***** Source document
I am trying to search the source code of a webpage, and download various files from it using Python. This script searches the source code for .jpg files and downloads them all as expected. However, upon modifying the script (changing “.jpg” to “.png”, as shown below), I get the error:
Traceback (most recent call last):
File "img.py", line 19, in <module> urllib.urlretrieve(images[z], "image"+str(z)+".png")
File "/System/Library/Frameworks/Python.framework/Versions/2.7/lib/python2.7/urllib.py", line 91, in urlretrieve
File "/System/Library/Frameworks/Python.framework/Versions/2.7/lib/python2.7/urllib.py", line 237, in retrieve
File "/System/Library/Frameworks/Python.framework/Versions/2.7/lib/python2.7/urllib.py", line 205, in open
File "/System/Library/Frameworks/Python.framework/Versions/2.7/lib/python2.7/urllib.py", line 461, in open_file
File "/System/Library/Frameworks/Python.framework/Versions/2.7/lib/python2.7/urllib.py", line 475, in open_local_file
IOError: [Errno 2] No such file or directory: '/images/adapt-icon-search.png?1342791397'
Here is the script I am using:
import urllib
import urllib2
import re
print "enter url of site (such as 'dribbble.com')"
**********
▶ _Job a_
Print the segmentation records below verbatim, line for line.
The forum post and the records have no connection to each other.
***** Task data
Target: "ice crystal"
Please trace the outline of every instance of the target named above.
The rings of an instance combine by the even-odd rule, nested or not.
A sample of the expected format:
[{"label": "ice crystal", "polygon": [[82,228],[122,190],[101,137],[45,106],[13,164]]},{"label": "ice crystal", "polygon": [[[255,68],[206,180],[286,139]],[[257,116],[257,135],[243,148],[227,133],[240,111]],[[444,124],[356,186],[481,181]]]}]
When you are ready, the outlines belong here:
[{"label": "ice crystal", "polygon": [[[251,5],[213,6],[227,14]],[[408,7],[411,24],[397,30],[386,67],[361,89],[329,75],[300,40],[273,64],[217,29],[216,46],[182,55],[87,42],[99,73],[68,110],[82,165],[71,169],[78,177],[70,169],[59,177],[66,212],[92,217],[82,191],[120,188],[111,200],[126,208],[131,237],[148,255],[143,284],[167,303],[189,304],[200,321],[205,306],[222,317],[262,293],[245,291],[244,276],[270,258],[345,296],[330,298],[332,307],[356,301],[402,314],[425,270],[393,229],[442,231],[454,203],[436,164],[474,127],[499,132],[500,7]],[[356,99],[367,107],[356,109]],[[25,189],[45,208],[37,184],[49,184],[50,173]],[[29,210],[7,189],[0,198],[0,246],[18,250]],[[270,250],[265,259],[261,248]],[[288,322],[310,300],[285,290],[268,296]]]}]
**********
▶ _Job b_
Output the entire Python image-download post above word for word.

▶ _Reply a_
Target: "ice crystal"
Please trace the outline of every instance of the target named above.
The rings of an instance combine by the even-odd rule, nested or not.
A sample of the expected format:
[{"label": "ice crystal", "polygon": [[82,228],[122,190],[101,137],[45,106],[13,164]]},{"label": "ice crystal", "polygon": [[[255,68],[206,180],[286,139]],[[257,116],[257,135],[243,148],[227,133],[240,111]],[[444,124],[356,186],[481,181]]]}]
When you are ready, the outlines belong here:
[{"label": "ice crystal", "polygon": [[[251,5],[213,6],[227,14]],[[408,7],[411,24],[397,30],[386,67],[361,89],[329,75],[300,40],[273,64],[217,29],[216,46],[182,55],[87,42],[99,73],[68,110],[82,165],[71,169],[78,177],[70,169],[59,177],[66,212],[92,217],[82,191],[120,188],[111,200],[126,208],[131,237],[148,255],[143,284],[167,303],[189,304],[200,321],[205,306],[222,317],[262,293],[245,291],[244,276],[270,258],[345,296],[330,298],[332,307],[356,301],[402,314],[425,270],[393,229],[442,231],[454,203],[436,164],[474,127],[499,132],[500,7]],[[356,99],[367,107],[356,109]],[[25,189],[45,208],[37,184],[49,184],[50,173]],[[29,210],[7,189],[0,198],[0,246],[18,250]],[[270,250],[265,259],[261,248]],[[288,322],[310,300],[285,290],[268,296]]]}]

▶ _Reply b_
I am trying to search the source code of a webpage, and download various files from it using Python. This script searches the source code for .jpg files and downloads them all as expected. However, upon modifying the script (changing “.jpg” to “.png”, as shown below), I get the error:
Traceback (most recent call last):
File "img.py", line 19, in <module> urllib.urlretrieve(images[z], "image"+str(z)+".png")
File "/System/Library/Frameworks/Python.framework/Versions/2.7/lib/python2.7/urllib.py", line 91, in urlretrieve
File "/System/Library/Frameworks/Python.framework/Versions/2.7/lib/python2.7/urllib.py", line 237, in retrieve
File "/System/Library/Frameworks/Python.framework/Versions/2.7/lib/python2.7/urllib.py", line 205, in open
File "/System/Library/Frameworks/Python.framework/Versions/2.7/lib/python2.7/urllib.py", line 461, in open_file
File "/System/Library/Frameworks/Python.framework/Versions/2.7/lib/python2.7/urllib.py", line 475, in open_local_file
IOError: [Errno 2] No such file or directory: '/images/adapt-icon-search.png?1342791397'
Here is the script I am using:
import urllib
import urllib2
import re
print "enter url of site (such as 'dribbble.com')"